> [OBJECTIF]: Reproduisez à l'identique toutes les entrées ci-dessous, en omettant les images.

Entrées d'un jeu d'annotations par points:

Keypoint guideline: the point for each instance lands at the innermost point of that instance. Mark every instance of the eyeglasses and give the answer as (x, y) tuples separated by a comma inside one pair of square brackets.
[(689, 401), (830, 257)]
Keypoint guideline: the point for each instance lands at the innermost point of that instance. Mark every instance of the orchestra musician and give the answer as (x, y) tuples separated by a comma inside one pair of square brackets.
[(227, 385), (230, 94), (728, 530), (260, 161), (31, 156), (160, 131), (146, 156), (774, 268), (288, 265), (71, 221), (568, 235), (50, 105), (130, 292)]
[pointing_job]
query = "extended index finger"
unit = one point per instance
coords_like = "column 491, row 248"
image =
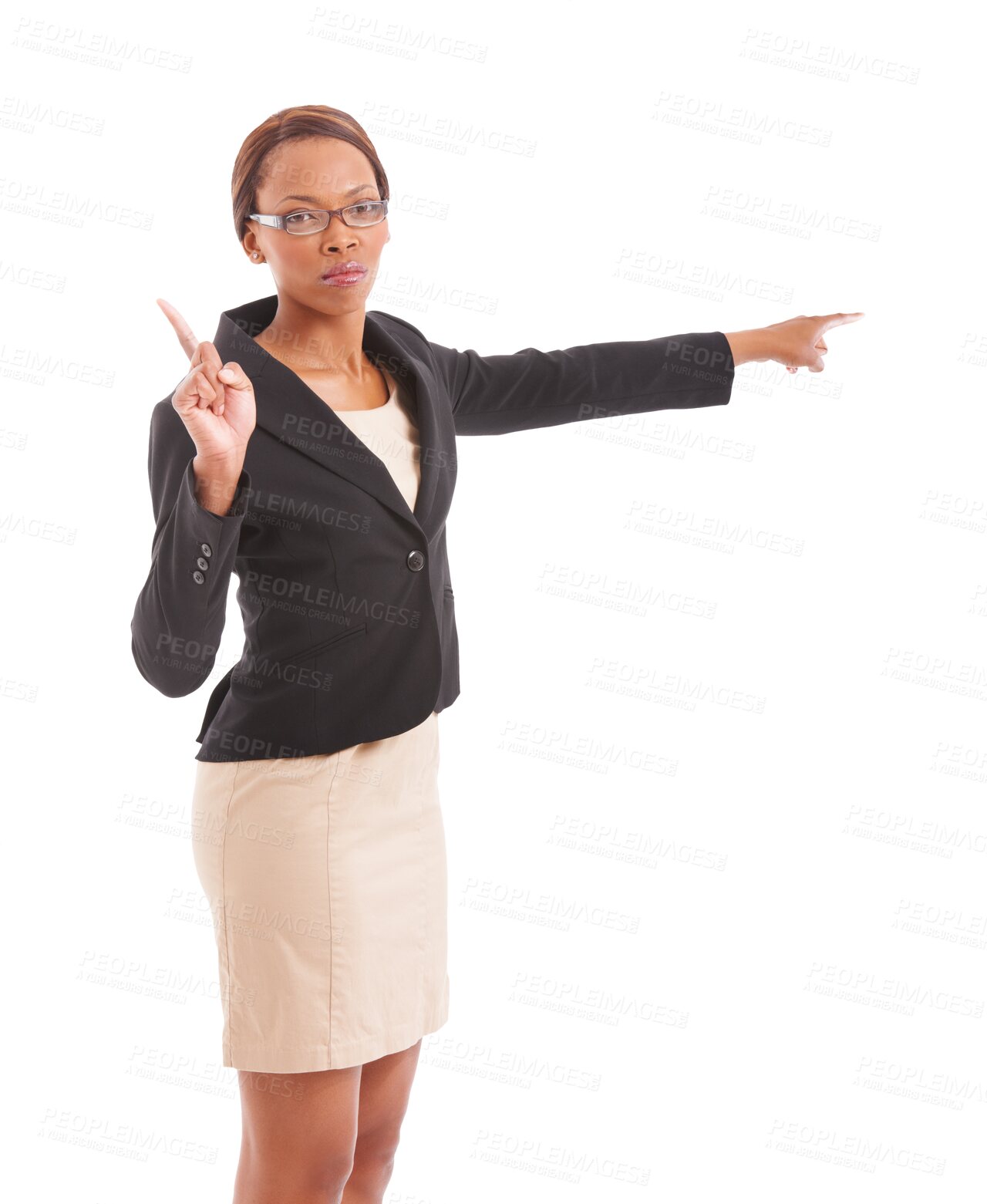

> [CORRIGÉ]:
Keypoint guideline: the point for each instance lands at the innermost point of that instance. Mark every instance of the eyeglasses and give the answer as (x, y) tuples separated by a comma inside one pair of square brackets.
[(689, 401), (830, 257)]
Keypoint guideline: the point for each instance lands at the innermost point of that instance. Mark every instance of the orchestra musician and give the answer as (x, y) tuples separated by a comma inside one pair of square brackets.
[(227, 385), (230, 94), (728, 530), (260, 161), (31, 156), (160, 131), (146, 156), (774, 268), (288, 265), (71, 221), (568, 235), (50, 105), (130, 292)]
[pointing_job]
query = "extended index finger"
unit = one point per instance
coords_like = "column 491, row 248"
image =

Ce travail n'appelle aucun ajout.